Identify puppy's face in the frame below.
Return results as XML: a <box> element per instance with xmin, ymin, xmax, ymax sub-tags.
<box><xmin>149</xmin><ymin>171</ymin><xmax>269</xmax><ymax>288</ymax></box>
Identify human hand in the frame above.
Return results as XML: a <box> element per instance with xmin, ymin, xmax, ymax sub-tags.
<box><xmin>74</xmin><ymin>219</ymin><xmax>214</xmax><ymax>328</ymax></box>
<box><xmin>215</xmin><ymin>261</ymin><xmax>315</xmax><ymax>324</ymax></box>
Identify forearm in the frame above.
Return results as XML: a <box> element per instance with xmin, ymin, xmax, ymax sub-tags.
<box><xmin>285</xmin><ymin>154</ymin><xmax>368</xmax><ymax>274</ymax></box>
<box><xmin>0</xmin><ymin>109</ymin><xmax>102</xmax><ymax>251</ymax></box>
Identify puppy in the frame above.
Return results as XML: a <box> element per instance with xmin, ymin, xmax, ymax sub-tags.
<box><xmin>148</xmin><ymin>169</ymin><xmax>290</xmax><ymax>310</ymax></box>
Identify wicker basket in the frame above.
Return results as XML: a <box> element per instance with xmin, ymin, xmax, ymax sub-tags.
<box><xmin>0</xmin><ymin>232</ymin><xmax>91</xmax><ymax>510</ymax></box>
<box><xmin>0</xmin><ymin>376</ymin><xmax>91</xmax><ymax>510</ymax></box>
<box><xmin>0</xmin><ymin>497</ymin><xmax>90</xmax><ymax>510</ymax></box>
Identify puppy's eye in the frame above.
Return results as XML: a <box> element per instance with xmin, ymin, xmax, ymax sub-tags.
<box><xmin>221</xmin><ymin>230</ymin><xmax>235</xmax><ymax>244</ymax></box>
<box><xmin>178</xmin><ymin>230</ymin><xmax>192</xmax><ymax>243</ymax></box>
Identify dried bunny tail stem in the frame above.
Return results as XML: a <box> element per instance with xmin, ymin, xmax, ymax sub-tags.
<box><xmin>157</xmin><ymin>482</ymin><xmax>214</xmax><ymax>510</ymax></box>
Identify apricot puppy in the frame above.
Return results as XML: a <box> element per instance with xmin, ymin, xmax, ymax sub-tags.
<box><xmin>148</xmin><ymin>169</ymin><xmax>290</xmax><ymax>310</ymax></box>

REQUIRED TASK:
Starting with the row that contains "Identify puppy's eye in the frame above." and continuing through the last of the rows, rewrite every row in full and add 33 to each bounding-box coordinate in the answers.

SOLUTION BELOW:
Identify puppy's eye in the frame above.
Return results as XML: a <box> element per instance with xmin, ymin, xmax, ymax sub-tags.
<box><xmin>254</xmin><ymin>263</ymin><xmax>268</xmax><ymax>277</ymax></box>
<box><xmin>211</xmin><ymin>263</ymin><xmax>225</xmax><ymax>276</ymax></box>
Identify dried bunny tail stem in the frame above.
Return results as XML: a <box> element per instance with xmin, ymin, xmax, ymax sub-tags.
<box><xmin>190</xmin><ymin>515</ymin><xmax>247</xmax><ymax>543</ymax></box>
Identify apricot puppy in the frame above.
Return results as XML: a <box> element per instance with xmin, ymin, xmax, ymax sub-tags.
<box><xmin>181</xmin><ymin>202</ymin><xmax>323</xmax><ymax>343</ymax></box>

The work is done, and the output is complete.